| Material |
##########
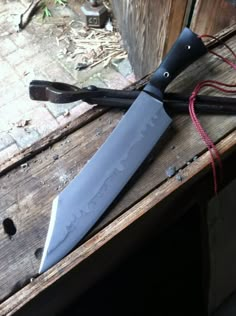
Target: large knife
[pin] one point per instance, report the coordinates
(78, 207)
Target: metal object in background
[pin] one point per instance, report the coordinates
(84, 200)
(59, 92)
(95, 13)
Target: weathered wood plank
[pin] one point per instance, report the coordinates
(26, 193)
(203, 21)
(148, 29)
(14, 303)
(87, 117)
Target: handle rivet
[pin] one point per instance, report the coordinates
(166, 74)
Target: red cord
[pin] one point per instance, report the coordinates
(214, 153)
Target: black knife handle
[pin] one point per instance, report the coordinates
(187, 48)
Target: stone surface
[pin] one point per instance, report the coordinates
(37, 53)
(5, 140)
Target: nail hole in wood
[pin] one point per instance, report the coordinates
(9, 227)
(38, 253)
(166, 74)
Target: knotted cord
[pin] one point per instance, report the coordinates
(223, 87)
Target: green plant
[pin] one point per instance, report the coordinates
(47, 12)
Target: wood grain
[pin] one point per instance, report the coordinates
(14, 303)
(26, 193)
(148, 29)
(211, 16)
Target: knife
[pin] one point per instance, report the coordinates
(79, 206)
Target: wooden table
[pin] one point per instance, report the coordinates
(31, 180)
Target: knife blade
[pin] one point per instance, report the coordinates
(78, 207)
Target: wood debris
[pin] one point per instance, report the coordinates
(22, 123)
(26, 16)
(88, 47)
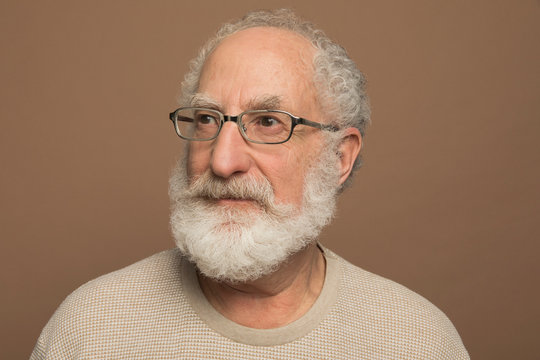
##########
| What the task requires |
Please find each line of the material above that contains the string "cord" and copy those lines out. Case counts.

| Solution to this problem |
Target: red cord
Target: knotted cord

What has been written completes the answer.